== Input data

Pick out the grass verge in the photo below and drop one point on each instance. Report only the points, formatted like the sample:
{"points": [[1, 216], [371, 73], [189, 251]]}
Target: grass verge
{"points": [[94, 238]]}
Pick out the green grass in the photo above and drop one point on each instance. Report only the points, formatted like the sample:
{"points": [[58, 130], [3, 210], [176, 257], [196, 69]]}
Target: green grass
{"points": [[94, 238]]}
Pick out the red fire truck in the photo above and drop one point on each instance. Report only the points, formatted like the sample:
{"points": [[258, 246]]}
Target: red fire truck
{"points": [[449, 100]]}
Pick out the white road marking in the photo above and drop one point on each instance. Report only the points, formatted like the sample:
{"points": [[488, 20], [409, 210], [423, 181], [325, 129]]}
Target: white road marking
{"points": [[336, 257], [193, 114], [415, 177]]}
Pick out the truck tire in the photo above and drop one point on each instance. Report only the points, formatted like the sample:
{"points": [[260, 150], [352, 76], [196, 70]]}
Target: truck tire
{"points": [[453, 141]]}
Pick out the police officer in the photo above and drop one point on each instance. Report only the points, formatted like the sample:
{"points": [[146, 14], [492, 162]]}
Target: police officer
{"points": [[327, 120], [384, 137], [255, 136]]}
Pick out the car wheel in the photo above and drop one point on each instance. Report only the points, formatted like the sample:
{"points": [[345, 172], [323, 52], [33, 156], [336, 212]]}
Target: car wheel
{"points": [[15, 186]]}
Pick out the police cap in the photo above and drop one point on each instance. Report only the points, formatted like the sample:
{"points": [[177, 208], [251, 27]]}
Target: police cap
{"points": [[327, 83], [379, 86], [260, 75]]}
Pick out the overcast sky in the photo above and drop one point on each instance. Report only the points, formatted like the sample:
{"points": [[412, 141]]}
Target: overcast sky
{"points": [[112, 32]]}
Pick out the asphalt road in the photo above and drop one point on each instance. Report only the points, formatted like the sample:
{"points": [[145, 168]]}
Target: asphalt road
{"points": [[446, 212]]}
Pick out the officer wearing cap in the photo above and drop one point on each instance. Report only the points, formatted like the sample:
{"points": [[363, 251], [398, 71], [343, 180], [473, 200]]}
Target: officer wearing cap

====

Please say how many lines in the records above contain the word "wearing". Give the number alone.

> [Exercise response]: 2